Natural language region descriptions:
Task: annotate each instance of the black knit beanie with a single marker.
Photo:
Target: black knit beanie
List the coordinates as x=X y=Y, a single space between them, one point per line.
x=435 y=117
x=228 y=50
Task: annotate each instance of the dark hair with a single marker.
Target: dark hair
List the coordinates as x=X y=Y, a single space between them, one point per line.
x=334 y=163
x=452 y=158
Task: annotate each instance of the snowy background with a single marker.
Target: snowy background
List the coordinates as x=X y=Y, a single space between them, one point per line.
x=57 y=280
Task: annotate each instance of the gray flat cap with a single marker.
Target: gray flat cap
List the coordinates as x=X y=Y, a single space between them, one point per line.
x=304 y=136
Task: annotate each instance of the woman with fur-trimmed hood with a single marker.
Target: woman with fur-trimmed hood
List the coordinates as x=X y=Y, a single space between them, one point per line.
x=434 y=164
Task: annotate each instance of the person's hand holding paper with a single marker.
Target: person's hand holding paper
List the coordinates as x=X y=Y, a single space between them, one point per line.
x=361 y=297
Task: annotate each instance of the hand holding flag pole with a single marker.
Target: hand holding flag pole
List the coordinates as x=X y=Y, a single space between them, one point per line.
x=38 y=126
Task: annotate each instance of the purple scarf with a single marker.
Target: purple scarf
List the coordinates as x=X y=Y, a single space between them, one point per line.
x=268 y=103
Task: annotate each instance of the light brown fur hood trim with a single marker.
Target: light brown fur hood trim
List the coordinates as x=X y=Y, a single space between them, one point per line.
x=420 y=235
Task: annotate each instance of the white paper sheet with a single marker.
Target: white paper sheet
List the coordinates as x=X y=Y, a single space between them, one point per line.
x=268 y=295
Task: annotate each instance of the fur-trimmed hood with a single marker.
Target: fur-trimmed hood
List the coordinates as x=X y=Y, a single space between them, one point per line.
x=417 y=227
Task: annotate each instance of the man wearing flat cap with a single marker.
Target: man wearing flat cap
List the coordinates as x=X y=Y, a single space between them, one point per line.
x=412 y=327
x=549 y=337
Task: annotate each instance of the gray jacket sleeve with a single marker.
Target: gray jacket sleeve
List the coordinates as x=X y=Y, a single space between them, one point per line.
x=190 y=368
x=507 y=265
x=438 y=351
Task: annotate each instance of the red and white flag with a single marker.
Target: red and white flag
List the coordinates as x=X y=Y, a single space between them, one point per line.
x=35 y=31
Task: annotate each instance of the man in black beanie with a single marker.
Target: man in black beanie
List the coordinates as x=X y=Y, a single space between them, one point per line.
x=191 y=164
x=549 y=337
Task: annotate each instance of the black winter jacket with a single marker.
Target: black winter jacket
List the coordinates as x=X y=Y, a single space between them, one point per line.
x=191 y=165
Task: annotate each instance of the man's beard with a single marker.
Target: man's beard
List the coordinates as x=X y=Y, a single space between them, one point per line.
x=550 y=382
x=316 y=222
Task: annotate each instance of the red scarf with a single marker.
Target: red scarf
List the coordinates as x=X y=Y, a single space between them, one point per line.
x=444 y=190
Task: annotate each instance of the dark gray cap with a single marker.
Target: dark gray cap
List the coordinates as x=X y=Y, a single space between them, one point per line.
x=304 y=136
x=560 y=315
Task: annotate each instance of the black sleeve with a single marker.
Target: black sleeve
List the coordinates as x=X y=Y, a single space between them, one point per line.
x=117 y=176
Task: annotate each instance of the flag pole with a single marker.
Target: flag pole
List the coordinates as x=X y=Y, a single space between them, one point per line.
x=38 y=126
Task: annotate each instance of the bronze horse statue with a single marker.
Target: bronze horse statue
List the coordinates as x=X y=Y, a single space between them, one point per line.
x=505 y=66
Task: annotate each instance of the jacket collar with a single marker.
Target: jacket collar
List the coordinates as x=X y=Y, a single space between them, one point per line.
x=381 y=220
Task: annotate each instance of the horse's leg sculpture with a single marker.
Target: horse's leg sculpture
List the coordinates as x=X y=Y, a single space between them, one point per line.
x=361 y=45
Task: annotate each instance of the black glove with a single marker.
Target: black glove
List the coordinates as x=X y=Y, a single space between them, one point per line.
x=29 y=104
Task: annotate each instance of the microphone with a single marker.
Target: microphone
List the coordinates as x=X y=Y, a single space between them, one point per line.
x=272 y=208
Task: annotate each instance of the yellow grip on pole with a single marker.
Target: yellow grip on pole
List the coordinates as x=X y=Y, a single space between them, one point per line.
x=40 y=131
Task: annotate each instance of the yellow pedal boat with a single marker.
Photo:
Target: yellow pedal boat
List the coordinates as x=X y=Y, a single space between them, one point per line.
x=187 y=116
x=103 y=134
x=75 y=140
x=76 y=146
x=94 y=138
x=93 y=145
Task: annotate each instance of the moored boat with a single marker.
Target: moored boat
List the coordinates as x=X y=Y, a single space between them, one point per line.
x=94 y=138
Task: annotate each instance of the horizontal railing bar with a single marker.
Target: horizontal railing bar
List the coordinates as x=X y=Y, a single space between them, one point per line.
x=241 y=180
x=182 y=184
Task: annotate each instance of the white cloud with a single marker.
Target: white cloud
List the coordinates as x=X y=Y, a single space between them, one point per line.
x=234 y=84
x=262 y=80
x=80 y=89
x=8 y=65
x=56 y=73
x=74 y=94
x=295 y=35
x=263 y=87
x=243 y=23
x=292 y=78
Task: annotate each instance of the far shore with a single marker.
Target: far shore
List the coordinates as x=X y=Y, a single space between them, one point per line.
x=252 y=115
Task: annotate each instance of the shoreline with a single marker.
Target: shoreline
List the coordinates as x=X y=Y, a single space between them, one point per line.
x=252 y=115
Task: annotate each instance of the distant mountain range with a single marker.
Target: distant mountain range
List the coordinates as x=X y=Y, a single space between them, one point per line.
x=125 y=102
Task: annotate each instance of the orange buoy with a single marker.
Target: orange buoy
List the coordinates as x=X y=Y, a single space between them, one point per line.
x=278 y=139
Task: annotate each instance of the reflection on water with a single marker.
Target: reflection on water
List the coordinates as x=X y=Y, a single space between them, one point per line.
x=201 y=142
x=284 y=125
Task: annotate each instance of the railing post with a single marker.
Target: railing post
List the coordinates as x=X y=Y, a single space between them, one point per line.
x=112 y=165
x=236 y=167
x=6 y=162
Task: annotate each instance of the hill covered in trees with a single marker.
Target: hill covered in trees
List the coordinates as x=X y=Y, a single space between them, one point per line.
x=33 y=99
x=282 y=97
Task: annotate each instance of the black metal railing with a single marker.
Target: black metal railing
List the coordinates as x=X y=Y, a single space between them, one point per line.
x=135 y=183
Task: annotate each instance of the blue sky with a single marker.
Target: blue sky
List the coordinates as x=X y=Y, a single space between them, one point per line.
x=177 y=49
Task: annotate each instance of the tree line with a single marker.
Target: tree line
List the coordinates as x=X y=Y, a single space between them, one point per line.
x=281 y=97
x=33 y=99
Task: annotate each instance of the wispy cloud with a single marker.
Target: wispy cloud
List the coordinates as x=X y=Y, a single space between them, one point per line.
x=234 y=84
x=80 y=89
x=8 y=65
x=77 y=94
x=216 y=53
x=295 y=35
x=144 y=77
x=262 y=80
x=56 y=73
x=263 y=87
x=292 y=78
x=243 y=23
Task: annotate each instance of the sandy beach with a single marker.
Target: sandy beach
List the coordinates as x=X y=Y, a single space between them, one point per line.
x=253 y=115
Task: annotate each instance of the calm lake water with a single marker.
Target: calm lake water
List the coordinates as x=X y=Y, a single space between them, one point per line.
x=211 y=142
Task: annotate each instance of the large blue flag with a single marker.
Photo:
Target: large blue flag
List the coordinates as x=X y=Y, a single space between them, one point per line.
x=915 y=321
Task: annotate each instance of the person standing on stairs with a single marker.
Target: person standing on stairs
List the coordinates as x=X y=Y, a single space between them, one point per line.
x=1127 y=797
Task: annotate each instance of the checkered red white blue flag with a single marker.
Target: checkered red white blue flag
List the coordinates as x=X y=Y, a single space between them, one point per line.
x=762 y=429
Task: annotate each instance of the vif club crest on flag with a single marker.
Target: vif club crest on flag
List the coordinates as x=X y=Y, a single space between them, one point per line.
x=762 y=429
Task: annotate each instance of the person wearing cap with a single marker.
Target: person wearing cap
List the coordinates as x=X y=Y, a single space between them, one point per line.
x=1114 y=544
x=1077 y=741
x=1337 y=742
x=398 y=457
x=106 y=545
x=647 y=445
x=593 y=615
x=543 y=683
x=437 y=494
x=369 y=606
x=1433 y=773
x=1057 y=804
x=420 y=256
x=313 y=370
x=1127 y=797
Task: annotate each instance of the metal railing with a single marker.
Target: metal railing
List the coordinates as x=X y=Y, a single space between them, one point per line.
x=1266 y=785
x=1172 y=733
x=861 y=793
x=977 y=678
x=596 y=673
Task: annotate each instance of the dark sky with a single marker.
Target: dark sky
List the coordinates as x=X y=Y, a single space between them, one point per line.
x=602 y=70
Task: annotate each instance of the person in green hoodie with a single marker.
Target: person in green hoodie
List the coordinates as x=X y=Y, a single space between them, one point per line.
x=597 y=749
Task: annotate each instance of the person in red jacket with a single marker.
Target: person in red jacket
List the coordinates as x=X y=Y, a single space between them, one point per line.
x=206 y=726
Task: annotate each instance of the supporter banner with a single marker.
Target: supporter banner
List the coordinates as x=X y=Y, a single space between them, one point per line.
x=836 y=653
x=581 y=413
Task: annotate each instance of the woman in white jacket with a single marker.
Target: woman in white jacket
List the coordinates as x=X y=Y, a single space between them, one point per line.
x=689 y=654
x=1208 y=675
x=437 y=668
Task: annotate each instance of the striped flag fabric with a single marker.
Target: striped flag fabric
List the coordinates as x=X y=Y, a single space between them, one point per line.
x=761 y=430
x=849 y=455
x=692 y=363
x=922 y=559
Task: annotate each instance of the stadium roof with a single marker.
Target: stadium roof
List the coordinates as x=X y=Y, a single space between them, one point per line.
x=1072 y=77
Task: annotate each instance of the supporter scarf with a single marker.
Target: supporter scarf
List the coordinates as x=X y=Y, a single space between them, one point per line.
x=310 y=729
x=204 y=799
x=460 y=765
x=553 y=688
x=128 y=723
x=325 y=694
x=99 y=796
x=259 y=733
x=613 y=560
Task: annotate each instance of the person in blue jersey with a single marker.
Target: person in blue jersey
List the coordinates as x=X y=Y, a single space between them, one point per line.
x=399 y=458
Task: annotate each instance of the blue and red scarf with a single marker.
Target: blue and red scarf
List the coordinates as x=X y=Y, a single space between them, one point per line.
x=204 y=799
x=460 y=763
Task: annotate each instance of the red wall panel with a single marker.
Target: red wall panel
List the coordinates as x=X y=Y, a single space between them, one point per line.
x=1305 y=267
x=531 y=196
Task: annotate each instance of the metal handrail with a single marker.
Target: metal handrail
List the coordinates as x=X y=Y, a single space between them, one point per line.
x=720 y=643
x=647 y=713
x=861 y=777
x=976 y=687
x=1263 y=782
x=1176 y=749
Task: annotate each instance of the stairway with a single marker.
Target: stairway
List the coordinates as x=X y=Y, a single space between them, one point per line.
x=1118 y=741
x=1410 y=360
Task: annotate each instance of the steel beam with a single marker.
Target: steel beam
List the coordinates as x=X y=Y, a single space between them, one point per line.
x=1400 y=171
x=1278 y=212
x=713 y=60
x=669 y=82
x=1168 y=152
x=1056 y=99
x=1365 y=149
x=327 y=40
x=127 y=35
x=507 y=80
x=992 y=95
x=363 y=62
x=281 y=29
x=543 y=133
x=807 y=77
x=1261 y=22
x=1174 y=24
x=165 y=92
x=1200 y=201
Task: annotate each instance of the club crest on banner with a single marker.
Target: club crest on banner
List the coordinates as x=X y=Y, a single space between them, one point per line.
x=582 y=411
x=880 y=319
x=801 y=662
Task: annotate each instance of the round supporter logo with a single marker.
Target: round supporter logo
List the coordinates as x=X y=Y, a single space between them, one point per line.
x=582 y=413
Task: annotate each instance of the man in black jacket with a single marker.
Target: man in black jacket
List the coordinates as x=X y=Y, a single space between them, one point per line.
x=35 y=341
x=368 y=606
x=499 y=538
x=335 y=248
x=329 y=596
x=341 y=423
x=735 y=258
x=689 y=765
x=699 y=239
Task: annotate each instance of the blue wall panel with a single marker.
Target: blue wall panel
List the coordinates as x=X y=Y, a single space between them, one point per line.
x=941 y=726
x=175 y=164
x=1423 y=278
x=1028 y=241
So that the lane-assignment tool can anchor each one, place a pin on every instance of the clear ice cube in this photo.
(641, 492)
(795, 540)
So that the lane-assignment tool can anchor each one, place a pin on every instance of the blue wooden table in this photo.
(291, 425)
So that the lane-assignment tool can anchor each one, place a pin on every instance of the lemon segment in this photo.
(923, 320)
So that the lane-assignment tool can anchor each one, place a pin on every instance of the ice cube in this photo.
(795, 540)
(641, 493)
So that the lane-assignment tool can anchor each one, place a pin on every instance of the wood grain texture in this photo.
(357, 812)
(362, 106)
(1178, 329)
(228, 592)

YOUR GOAL – Give again exactly, and only, the lines above starting at the one with "Target: tree line" and ending at the one with "Target: calm lake water".

RESPONSE BELOW –
Target: tree line
List the coordinates as x=X y=Y, a single space between them, one point per line.
x=281 y=97
x=33 y=99
Task: annotate each instance of the wispy cloud with a single marker.
Target: wispy cloud
List the coordinates as x=X y=Y, a single space between them, one point per line.
x=234 y=84
x=80 y=89
x=8 y=65
x=77 y=94
x=216 y=53
x=295 y=35
x=144 y=77
x=262 y=80
x=56 y=73
x=263 y=87
x=292 y=78
x=243 y=23
Task: annotate each instance of the sandy beach with a single marker.
Target: sandy beach
List the coordinates as x=X y=Y, a single space between them, one point per line.
x=253 y=115
Task: annotate each instance of the calm lake water with a single marker.
Target: calm lake water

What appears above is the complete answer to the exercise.